§ **What the task asks**:
Copy every line of the records below character for character, and leave out the pictures.

(Image segmentation entries)

## begin

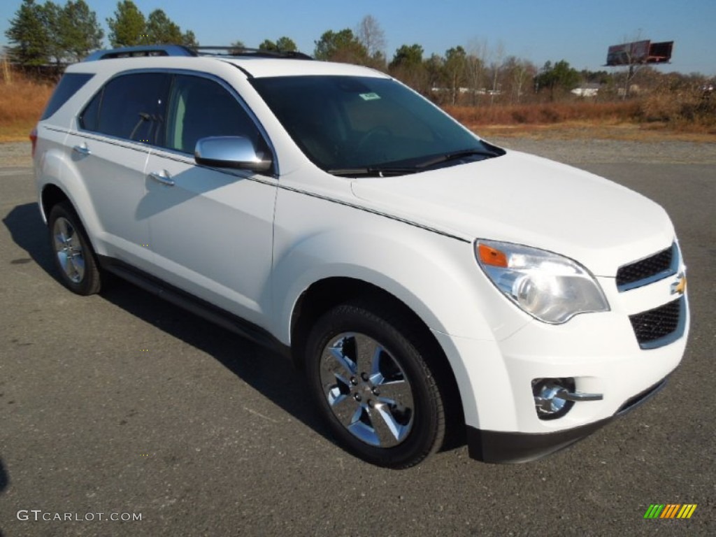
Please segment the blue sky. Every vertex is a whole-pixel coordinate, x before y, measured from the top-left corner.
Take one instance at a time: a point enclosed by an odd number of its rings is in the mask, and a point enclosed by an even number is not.
[[[40,1],[40,0],[36,0]],[[55,0],[64,4],[64,0]],[[107,32],[116,0],[86,0]],[[638,36],[674,41],[672,63],[663,71],[716,75],[716,0],[135,0],[145,14],[161,8],[183,30],[191,29],[201,44],[241,39],[257,47],[264,39],[286,35],[311,54],[314,42],[329,29],[354,29],[365,15],[375,17],[387,41],[390,59],[401,44],[418,43],[426,57],[451,47],[480,43],[505,55],[541,67],[566,59],[579,69],[601,69],[610,44]],[[21,4],[0,5],[0,44]],[[106,44],[105,37],[105,44]]]

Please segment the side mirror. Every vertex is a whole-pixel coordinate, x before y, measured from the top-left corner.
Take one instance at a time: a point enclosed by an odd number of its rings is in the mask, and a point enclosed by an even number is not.
[[[209,136],[200,138],[194,148],[197,164],[217,168],[235,168],[254,172],[268,171],[271,155],[256,151],[251,140],[243,136]]]

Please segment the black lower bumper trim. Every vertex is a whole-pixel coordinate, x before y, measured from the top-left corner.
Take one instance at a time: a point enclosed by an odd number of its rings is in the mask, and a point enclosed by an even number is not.
[[[468,451],[485,463],[528,463],[589,436],[611,417],[556,432],[533,434],[488,431],[468,426]]]
[[[468,452],[485,463],[528,463],[564,449],[603,425],[636,408],[664,387],[668,376],[628,400],[609,417],[571,429],[546,433],[490,431],[468,425]]]

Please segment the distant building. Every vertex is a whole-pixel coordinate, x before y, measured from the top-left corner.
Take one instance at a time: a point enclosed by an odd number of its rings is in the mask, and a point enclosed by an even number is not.
[[[579,97],[596,97],[601,88],[601,84],[597,84],[596,82],[589,82],[587,84],[583,84],[579,87],[574,88],[571,90],[571,92]]]

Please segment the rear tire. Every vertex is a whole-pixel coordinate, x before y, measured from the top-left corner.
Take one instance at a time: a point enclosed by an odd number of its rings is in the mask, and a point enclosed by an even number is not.
[[[102,277],[95,251],[72,205],[63,201],[54,205],[47,226],[52,261],[64,286],[79,295],[98,293]]]
[[[310,390],[337,440],[373,464],[412,466],[437,451],[445,417],[421,328],[364,301],[329,311],[306,347]]]

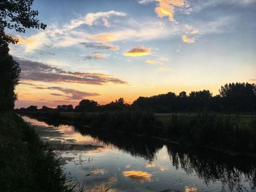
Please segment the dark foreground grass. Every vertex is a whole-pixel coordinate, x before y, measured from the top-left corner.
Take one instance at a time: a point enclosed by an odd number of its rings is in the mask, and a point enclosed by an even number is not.
[[[89,128],[157,137],[226,152],[256,153],[256,117],[213,112],[154,114],[147,110],[91,113],[34,112],[34,117],[73,122]]]
[[[16,114],[0,112],[0,191],[72,191],[52,150]]]

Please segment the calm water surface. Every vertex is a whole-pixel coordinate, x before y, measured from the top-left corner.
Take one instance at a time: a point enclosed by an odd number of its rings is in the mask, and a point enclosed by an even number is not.
[[[92,145],[56,151],[86,191],[256,191],[255,159],[23,118],[50,144]]]

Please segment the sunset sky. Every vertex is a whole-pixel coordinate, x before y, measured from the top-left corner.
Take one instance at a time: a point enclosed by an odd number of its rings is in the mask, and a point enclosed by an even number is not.
[[[15,107],[256,80],[256,0],[34,0],[45,30],[10,53],[23,70]]]

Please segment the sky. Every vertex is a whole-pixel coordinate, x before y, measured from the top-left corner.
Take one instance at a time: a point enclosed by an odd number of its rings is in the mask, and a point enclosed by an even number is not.
[[[256,0],[34,0],[45,30],[7,32],[15,107],[101,104],[256,80]]]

## end

§ **Result of this task**:
Please segment the blue sky. Every vertex is a whole-pixel coordinate, x before y, measured from the top-left corner.
Take one instance at a time: a point enclosed by an odd number of its rings is in the mask, and a point enclosed by an even number is not.
[[[40,1],[40,0],[36,0]],[[55,0],[64,4],[64,0]],[[107,32],[116,0],[86,0]],[[638,36],[674,41],[672,63],[663,71],[716,75],[716,0],[135,0],[145,14],[161,8],[183,30],[191,29],[201,44],[241,39],[257,47],[264,39],[286,35],[311,54],[314,42],[329,29],[354,29],[365,15],[375,17],[387,41],[390,59],[401,44],[418,43],[426,57],[451,47],[480,43],[505,55],[541,67],[566,59],[579,69],[601,69],[610,44]],[[21,4],[0,5],[0,44]],[[106,44],[105,37],[105,44]]]

Please segment the side mirror. Every vertex is a whole-pixel coordinate, x before y, measured from the top-left corner.
Take one instance at a time: a point enclosed by an odd number of its rings is in the mask, and a point enclosed by an even number is not.
[[[209,136],[200,138],[194,148],[197,164],[217,168],[235,168],[254,172],[268,171],[271,155],[256,151],[251,140],[243,136]]]

Please segment the black lower bumper trim. Every vertex is a whole-pixel coordinate, x before y, measured from the top-left corner.
Take one instance at a time: a point enclosed by an odd number of its rings is in the mask, and a point enclosed by an even number is not.
[[[468,451],[485,463],[528,463],[589,436],[611,417],[556,432],[533,434],[488,431],[468,426]]]
[[[468,452],[485,463],[528,463],[564,449],[603,425],[636,408],[664,387],[668,376],[628,400],[609,417],[571,429],[546,433],[490,431],[468,425]]]

Please segment the distant building. Every vertex is a whole-pixel coordinate, x before y, measured from the top-left corner.
Take one instance at a time: a point enclosed by an odd number of its rings is in the mask, and a point enclosed by an even number is not.
[[[579,97],[596,97],[601,88],[601,84],[597,84],[596,82],[589,82],[587,84],[583,84],[579,87],[574,88],[571,90],[571,92]]]

Please segment the rear tire. Every vertex is a whole-pixel coordinate, x before y, measured from the top-left corner.
Take one instance at a time: a point enclosed by an odd number of its rings is in the mask, and a point enclosed by an even number is not.
[[[102,277],[95,251],[72,205],[63,201],[54,205],[47,226],[52,261],[64,286],[79,295],[98,293]]]
[[[310,390],[337,440],[373,464],[412,466],[437,451],[445,417],[421,328],[364,301],[329,311],[306,347]]]

Please segment the dark foreground grass. Every vertex is a whole-pixel coordinate, x before y, measured from the top-left corner.
Take one instance at a time: a point enclosed by an odd number of its rings is in the mask, and a point enclosed by an even number is not.
[[[89,128],[157,137],[226,152],[256,153],[256,117],[213,112],[154,114],[147,110],[91,113],[34,112],[34,117],[73,122]]]
[[[16,114],[0,112],[0,191],[72,191],[52,150]]]

Please segment the calm water surface. Every vertex is a whole-pixel coordinate, x before y, measured from the top-left corner.
Take one instance at a time: a point enclosed by an odd number of its rings is in the mask, and a point enclosed by an even number is not.
[[[92,145],[56,151],[86,191],[256,191],[255,159],[23,118],[50,144]]]

Please segment the sunset sky. Every vertex is a whole-pixel coordinate, x before y, measured from the top-left corner.
Take one instance at a time: a point enclosed by an odd number of its rings is in the mask, and a point enclosed by an even number is not.
[[[15,107],[256,80],[256,0],[34,0],[45,30],[10,53],[23,70]]]

Please segment the sky. Every vertex is a whole-pixel coordinate, x before y, measured from the top-left corner.
Take one instance at a time: a point enclosed by an odd number of its rings is in the mask, and a point enclosed by an even number is not.
[[[256,0],[34,0],[45,30],[7,32],[15,107],[101,104],[256,80]]]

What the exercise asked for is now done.